- Article
+ + +

# 9. Time Series Forecasting
If you have been following along with my posts you may have realized that something I hadn't spent a lot of time dealing with was time series and subsequent forecasting. I have dealt with sequences (both via Recurrent Neural Networks and Markov Models), but given vast amount of time series data that you can encounter in industry, this post is long over due. 

Before digging into the theory, I think that it may be the most beneficial to start from the top and work our way down. Namely, I'd like to get every one exposed to the actual interaction with time series data through the pandas library, and then we will move on to specific forecasting techniques and dive into the mathematics. The reason for this is because in my experience, getting the time series data into the correct format and manipulating it as needed is a bit more challenging than the traditional ML preprocessing (especially if you have never worked with it before). With that said, let's get started!

## 1. Datetimes in Python, Numpy and Pandas
Built right in to native python is the ability to create a `datetime` [object](https://docs.python.org/2/library/datetime.html): 

In [3]:
from datetime import datetime

# Date information
year = 2020
month = 1
day = 2

# Time information
hour = 13
mins = 30
sec = 15

date = datetime(year, month, day, hour, mins, sec)
print(date)

2020-01-02 13:30:15


Now, while python does have the built in ability to handle date times, `numpy` is more efficient when it comes to handling date's. The numpy data type for date times `datetime64`, [here](https://docs.scipy.org/doc/numpy-1.14.5/reference/arrays.datetime.html). It will be have a different type compared to python's built in `datetime`:

In [4]:
import numpy as np

np_date = np.array(["2020-03-15"], dtype="datetime64")

+ + +

- What you will do
1. Copy the passage of the time series post starting with "# 9. Time Series" and going on through "long over due.", swapping "Markov Models" for "Hidden Markov Models".
2. Answer these questions about the time series post:
(a) Through which library does the author plan to introduce time series data before covering forecasting techniques?
(b) What output does the `print(date)` call produce?
(c) What is the name of the numpy data type for date times?
Answer from the time series post alone.

- Listed entries
+ + +

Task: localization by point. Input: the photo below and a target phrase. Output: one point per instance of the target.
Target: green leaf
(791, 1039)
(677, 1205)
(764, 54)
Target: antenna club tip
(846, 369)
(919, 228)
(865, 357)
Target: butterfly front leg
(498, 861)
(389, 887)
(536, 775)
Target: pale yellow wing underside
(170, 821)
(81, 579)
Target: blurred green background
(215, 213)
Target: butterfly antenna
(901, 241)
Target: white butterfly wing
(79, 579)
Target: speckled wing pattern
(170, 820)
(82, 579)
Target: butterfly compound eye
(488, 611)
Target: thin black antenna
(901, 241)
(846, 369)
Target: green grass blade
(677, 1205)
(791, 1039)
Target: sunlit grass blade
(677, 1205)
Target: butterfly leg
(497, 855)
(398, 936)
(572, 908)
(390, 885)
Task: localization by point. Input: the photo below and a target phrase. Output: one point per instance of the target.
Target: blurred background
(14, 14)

+ + +

- Results of the tasks
1.
# 9. Time Series Forecasting
If you have been following along with my posts you may have realized that something I hadn't spent a lot of time dealing with was time series and subsequent forecasting. I have dealt with sequences (both via Recurrent Neural Networks and Hidden Markov Models), but given vast amount of time series data that you can encounter in industry, this post is long over due.

2.
(a) pandas
(b) 2020-01-02 13:30:15
(c) datetime64